====== Selection ======
Key Terms & Concepts

• Quasi-Experimental Design: Research designs that lack random assignment to treatment and control groups.

• Nonequivalent Control Group Design: Involves pre-existing groups where individuals are not randomly assigned.

• Regression to the Mean: Tendency of extreme scores to return closer to the average over time.

• Interrupted Time Series: Design assessing the effect of an intervention over multiple time points.

• Program Evaluation: Systematic method for assessing the design, implementation, and outcomes of a program.

• Needs Analysis: Process of identifying and evaluating needs before program implementation.

• Formative & Summative Evaluation: Formative evaluation occurs during program development while summative evaluation assesses effectiveness post-implementation.

• Cost-Effectiveness Analysis: Analysis to compare relative costs and outcomes of programs.

Beyond the Laboratory

Dual Functions of Applied Research

• Solves real-world problems.

• Increases basic knowledge and evaluates theory.

Research Example 33

• Independent Variable (IV): Color code of nutrition labels.

• Function #1: Improved non-dieters' use of color-coded labels: enhanced evaluation of health quality and food consumption.

• Function #2: Supported the importance of decision-making processes in health behaviors.

Applied Psychology in Historical Context

• Early Experimentalists: Faced pressures to demonstrate real-world relevance.

• Caffeine Study by Hollingworths:

  • Examined effects of caffeine in Coca-Cola.

  • Highlighted potential dangers: could mask need for sleep and be addictive.

  • Methodological notes: counterbalancing, double-blind, placebo controls.

  • Results: No adverse effects found on sleep quality, but caution advised regarding validity.

Design Problems in Applied Research

Ethical Dilemmas

• Issues of consent, privacy, and potential coercion.

Validity Challenges

• Internal Validity: May suffer due to ethical concerns or practical limitations.

• Between-Subjects Designs: Difficult to create equivalent groups.

• Within-Subjects Designs: Susceptible to order effects and participant attrition.

Quasi-Experimental Designs

• Lack causal conclusions.
====== Listing ======
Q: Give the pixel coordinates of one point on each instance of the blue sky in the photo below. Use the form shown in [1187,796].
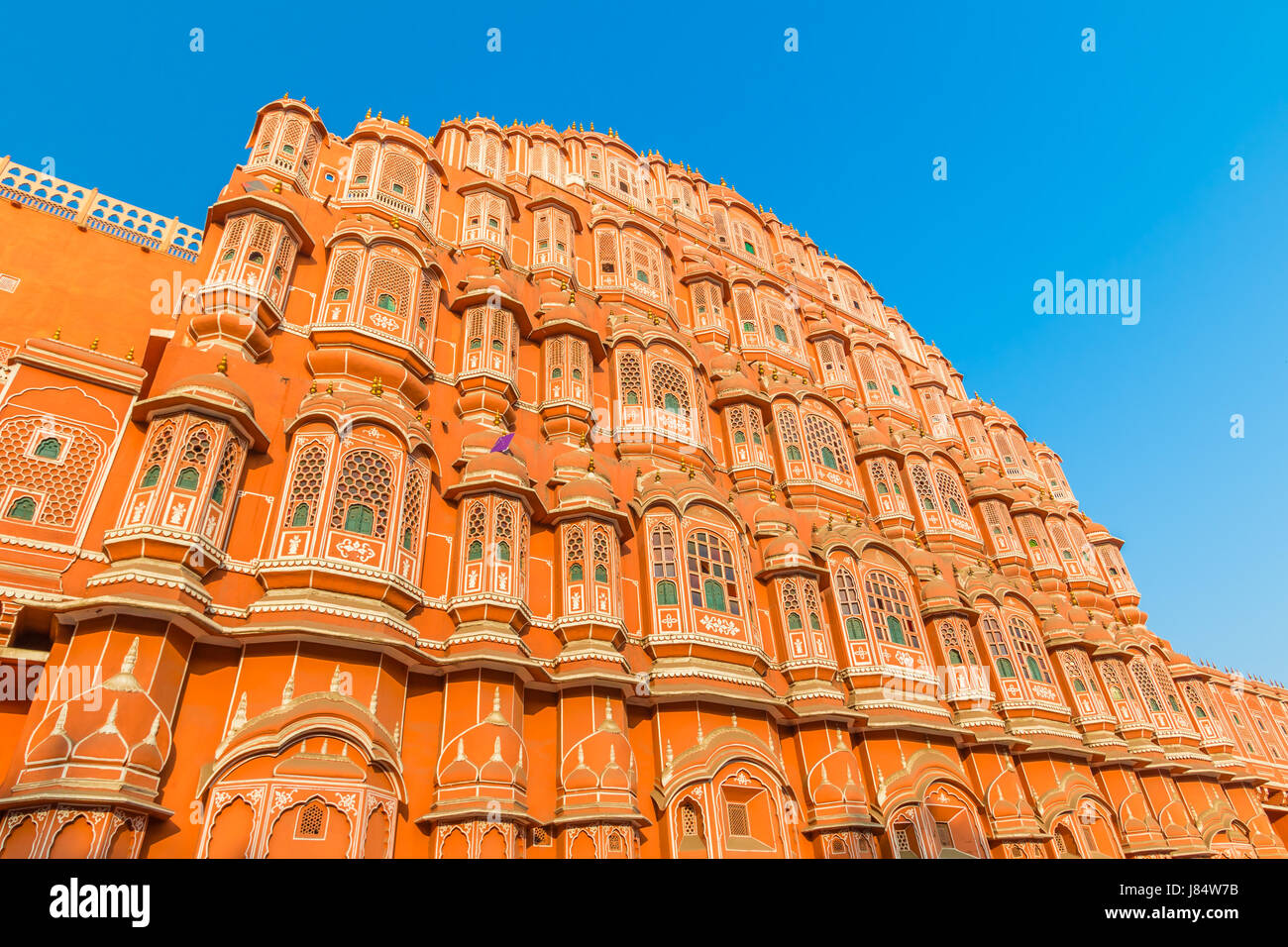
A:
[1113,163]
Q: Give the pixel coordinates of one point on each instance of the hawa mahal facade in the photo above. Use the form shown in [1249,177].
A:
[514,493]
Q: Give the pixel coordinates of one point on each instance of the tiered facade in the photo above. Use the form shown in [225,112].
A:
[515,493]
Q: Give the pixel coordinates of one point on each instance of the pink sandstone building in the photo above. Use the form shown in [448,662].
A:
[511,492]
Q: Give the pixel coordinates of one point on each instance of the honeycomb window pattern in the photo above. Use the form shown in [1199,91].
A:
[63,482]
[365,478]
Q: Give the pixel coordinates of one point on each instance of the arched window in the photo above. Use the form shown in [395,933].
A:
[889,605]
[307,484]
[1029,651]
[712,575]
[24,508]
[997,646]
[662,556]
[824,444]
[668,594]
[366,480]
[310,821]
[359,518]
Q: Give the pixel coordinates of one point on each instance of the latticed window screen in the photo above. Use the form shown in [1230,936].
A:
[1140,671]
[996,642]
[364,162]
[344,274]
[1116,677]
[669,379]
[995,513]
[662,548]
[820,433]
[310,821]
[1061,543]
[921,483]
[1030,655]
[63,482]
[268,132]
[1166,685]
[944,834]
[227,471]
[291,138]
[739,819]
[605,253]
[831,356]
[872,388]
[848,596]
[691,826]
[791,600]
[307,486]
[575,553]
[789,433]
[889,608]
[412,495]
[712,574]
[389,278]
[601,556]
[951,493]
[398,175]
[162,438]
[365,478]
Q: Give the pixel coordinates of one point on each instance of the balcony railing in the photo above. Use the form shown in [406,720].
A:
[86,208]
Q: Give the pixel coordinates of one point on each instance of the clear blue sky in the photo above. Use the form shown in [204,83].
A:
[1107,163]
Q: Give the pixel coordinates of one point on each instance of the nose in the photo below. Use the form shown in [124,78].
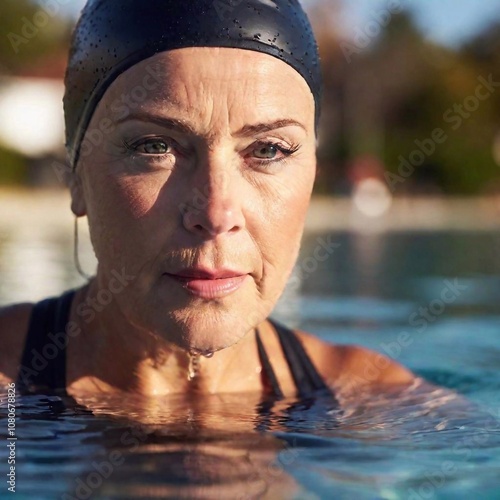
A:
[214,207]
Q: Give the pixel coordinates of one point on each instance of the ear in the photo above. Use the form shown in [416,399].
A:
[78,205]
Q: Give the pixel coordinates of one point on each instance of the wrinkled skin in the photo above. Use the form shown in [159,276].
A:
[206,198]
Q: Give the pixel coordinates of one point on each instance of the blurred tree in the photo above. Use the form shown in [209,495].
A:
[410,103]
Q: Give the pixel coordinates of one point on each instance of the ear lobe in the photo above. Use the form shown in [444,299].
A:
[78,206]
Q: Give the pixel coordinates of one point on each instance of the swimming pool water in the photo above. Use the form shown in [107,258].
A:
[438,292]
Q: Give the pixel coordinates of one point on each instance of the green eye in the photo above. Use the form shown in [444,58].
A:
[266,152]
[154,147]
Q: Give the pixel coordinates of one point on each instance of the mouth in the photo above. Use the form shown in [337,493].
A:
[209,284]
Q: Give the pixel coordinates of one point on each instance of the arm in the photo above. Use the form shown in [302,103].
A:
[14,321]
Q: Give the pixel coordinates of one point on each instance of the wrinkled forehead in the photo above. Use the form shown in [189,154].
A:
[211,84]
======
→ Objectives
a - Which terms do the applied research notes define under "Key Terms & Concepts"?
b - In the applied research notes, what is the independent variable in Research Example 33?

→ Answers per task
a -
- Quasi-Experimental Design
- Nonequivalent Control Group Design
- Regression to the Mean
- Interrupted Time Series
- Program Evaluation
- Needs Analysis
- Formative & Summative Evaluation
- Cost-Effectiveness Analysis

b - The color code of nutrition labels.